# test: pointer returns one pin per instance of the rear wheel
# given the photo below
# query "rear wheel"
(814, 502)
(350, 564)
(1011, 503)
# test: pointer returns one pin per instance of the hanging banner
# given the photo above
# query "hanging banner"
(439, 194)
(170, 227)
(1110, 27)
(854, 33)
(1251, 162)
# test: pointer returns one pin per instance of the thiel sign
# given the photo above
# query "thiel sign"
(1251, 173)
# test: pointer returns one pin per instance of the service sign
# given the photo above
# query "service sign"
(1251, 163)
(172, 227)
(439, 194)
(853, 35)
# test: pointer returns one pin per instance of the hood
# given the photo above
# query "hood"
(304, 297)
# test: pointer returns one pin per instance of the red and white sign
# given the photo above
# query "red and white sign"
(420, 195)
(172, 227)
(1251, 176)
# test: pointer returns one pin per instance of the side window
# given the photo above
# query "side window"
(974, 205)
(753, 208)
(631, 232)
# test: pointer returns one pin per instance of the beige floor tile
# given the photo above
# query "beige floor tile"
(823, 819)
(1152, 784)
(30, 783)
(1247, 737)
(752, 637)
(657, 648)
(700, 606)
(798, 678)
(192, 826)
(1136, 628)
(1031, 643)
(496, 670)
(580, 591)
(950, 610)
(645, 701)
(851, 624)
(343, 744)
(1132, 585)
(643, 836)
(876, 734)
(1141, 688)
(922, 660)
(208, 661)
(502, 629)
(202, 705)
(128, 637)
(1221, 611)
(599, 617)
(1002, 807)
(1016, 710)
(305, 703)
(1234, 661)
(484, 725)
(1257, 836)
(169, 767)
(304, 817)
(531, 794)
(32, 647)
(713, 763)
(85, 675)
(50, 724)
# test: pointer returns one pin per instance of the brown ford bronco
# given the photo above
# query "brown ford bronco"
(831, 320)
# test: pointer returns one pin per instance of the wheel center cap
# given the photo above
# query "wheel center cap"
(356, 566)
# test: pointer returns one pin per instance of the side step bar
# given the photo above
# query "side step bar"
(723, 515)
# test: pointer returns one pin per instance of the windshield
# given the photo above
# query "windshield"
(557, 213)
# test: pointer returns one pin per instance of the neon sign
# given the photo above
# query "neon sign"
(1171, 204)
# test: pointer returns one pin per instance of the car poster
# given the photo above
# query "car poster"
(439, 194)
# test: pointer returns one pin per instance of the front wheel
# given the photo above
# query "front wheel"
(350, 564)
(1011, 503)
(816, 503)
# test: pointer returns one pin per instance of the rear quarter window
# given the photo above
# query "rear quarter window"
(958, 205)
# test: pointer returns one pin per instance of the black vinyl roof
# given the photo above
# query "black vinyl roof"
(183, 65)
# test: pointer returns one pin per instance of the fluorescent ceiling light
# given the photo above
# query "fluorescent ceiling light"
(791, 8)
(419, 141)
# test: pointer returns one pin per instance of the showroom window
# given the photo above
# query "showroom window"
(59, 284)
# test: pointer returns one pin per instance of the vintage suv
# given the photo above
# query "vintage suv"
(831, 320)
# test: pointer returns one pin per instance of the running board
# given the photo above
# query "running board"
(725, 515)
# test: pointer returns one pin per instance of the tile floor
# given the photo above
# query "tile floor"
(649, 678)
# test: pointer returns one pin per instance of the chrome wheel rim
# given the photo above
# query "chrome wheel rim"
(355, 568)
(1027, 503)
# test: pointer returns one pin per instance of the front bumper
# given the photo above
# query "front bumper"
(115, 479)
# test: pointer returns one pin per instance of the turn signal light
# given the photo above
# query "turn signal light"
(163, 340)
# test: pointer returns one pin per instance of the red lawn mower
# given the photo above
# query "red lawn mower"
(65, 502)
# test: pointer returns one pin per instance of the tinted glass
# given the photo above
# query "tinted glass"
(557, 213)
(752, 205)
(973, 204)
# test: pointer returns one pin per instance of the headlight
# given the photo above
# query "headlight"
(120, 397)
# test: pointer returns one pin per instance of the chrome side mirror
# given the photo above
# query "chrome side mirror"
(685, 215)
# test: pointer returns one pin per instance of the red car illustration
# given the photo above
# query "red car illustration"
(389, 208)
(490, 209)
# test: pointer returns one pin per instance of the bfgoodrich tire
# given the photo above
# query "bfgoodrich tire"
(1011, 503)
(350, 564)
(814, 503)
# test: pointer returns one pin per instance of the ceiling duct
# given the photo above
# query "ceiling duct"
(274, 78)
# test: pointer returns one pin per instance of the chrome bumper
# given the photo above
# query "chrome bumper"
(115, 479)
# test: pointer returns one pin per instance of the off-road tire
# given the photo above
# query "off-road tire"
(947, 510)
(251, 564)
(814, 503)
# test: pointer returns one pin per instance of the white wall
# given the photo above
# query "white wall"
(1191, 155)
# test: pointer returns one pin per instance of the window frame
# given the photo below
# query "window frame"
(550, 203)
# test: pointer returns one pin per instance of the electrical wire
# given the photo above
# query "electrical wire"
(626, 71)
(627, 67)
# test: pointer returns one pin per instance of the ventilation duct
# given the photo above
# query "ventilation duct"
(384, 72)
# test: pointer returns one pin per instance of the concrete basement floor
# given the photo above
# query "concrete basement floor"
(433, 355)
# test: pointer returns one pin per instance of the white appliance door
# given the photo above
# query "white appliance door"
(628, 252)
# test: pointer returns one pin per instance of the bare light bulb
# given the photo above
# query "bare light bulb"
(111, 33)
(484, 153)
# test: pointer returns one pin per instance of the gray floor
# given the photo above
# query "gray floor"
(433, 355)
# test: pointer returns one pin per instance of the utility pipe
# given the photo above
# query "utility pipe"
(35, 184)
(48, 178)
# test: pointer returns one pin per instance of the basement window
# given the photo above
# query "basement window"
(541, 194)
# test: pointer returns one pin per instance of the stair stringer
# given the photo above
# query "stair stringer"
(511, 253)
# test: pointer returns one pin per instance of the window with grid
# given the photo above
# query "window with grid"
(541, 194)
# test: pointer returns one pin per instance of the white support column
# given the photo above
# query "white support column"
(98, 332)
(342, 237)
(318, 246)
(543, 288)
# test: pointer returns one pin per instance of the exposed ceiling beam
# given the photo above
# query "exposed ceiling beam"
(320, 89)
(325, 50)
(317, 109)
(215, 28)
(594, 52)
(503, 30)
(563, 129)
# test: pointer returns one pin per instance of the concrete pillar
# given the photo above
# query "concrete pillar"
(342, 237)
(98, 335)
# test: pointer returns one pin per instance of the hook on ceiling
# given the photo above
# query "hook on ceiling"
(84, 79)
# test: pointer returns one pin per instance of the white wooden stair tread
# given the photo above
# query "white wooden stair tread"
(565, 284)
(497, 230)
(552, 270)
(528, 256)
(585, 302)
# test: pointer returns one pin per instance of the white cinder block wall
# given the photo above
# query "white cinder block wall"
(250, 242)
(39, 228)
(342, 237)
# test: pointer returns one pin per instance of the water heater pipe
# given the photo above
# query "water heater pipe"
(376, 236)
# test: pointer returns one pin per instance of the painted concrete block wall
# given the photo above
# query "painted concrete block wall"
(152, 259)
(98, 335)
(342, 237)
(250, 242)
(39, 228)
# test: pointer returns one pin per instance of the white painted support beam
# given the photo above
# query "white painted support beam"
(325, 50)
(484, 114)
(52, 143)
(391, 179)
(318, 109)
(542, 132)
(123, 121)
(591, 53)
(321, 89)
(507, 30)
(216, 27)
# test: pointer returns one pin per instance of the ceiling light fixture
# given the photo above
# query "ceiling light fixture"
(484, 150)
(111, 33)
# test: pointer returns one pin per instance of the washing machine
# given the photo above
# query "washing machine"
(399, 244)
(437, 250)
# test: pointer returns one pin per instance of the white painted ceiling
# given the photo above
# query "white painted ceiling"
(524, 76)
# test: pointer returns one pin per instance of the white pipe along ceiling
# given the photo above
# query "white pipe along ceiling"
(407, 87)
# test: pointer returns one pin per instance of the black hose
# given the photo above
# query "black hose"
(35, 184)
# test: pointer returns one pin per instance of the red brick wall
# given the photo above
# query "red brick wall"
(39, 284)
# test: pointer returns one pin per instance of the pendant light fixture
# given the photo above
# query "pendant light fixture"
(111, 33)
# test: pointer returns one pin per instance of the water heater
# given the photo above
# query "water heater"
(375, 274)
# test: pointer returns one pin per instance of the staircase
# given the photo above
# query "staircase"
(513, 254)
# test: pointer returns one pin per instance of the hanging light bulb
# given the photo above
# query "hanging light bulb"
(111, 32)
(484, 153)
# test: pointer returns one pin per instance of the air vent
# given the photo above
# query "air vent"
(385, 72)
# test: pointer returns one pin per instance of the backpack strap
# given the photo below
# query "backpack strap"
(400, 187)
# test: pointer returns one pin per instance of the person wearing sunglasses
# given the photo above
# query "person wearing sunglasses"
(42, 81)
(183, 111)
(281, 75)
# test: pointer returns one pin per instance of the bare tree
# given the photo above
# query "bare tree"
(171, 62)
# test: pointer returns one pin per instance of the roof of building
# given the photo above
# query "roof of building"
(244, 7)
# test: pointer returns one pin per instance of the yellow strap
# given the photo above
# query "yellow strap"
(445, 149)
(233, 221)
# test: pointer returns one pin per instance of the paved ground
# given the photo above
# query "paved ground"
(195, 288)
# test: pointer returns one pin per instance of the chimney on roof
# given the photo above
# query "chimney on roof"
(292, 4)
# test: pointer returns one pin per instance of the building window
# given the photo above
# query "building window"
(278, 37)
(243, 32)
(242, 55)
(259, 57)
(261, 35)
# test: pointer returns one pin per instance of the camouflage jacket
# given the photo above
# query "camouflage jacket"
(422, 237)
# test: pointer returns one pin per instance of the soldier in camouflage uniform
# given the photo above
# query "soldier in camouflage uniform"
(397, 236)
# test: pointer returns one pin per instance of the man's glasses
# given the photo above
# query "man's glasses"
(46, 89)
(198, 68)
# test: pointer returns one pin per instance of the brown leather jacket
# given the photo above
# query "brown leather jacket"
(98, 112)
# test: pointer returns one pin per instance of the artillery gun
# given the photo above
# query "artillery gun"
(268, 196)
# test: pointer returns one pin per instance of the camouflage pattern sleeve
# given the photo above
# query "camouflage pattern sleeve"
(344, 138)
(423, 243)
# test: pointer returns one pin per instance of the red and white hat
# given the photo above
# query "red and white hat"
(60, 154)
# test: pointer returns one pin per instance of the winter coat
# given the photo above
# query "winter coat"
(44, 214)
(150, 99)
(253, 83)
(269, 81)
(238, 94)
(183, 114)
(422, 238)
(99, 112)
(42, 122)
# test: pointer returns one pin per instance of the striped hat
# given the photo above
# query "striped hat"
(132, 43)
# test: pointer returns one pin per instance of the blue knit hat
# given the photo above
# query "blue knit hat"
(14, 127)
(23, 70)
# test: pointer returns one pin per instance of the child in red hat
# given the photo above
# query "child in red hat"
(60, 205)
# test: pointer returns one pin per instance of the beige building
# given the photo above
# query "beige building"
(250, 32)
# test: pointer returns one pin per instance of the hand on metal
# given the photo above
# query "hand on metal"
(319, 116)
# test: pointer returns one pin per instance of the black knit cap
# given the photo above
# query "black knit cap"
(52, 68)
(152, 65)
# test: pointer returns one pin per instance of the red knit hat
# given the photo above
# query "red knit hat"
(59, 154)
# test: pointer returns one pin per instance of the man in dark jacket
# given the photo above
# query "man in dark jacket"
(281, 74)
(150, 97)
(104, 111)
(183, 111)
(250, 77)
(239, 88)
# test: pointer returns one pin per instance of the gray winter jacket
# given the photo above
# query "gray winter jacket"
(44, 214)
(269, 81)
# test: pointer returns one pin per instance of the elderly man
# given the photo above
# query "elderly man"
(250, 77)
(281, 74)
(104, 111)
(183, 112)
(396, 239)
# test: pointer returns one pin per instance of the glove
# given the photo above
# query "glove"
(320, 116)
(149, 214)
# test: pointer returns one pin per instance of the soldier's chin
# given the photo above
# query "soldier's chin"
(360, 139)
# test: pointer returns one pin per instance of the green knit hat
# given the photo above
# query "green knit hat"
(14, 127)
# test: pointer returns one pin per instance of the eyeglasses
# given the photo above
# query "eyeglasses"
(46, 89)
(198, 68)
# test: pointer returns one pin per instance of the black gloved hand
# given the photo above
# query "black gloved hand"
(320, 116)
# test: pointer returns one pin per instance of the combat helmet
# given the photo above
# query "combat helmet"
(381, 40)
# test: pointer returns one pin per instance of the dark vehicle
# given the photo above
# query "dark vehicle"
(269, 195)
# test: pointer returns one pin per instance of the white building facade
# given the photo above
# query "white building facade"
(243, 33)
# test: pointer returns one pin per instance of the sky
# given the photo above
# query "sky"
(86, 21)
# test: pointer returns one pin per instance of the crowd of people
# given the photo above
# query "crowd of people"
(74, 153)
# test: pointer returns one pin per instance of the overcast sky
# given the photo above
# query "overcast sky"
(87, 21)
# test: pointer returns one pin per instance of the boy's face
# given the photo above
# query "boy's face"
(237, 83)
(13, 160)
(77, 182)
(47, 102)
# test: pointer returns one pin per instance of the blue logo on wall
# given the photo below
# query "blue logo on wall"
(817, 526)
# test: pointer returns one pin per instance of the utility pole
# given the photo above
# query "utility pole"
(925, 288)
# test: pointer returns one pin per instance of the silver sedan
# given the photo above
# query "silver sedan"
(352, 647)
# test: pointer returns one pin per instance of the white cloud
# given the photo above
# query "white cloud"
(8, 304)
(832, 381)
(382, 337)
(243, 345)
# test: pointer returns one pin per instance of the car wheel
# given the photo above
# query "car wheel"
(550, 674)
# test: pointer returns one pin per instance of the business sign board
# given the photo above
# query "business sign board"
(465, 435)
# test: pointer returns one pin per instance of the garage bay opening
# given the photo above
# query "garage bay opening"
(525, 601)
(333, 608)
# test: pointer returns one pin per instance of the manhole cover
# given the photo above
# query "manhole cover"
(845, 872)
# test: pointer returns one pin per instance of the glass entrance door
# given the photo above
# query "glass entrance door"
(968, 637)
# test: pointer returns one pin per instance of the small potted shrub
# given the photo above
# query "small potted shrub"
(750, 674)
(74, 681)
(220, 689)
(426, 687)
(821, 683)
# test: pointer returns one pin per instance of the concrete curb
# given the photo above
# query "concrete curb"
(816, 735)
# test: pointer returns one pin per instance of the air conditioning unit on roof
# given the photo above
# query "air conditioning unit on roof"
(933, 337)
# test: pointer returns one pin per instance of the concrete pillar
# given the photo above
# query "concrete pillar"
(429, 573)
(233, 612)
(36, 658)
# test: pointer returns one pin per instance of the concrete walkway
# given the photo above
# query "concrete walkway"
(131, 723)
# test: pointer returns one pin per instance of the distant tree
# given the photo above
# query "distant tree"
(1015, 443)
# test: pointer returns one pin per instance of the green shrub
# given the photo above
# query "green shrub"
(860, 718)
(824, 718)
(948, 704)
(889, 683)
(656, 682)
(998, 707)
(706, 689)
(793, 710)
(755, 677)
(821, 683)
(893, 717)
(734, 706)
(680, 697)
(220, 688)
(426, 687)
****
Repeat exactly, and only, the lines from the line with "the air conditioning unit on roof" through the end of the listing above, both ends included.

# test: pointer returns one pin per instance of the air conditioning unit on roof
# given the photo above
# query "air conditioning unit on roof"
(933, 337)
# test: pointer returns one pin per instance of the concrete pillar
# given the photo above
# query "concrete pillar"
(429, 573)
(233, 612)
(36, 658)
# test: pointer returns one pin per instance of the concrete walkway
# given the photo above
# query "concrete walkway"
(131, 723)
# test: pointer returns one pin per instance of the distant tree
# given the photo above
# query "distant tree"
(1015, 443)
# test: pointer returns one pin per instance of the green shrub
# given the photo above
# query "green shrub"
(860, 718)
(824, 718)
(948, 704)
(889, 683)
(656, 682)
(998, 707)
(706, 689)
(793, 710)
(755, 677)
(821, 683)
(893, 717)
(734, 706)
(680, 697)
(220, 688)
(426, 687)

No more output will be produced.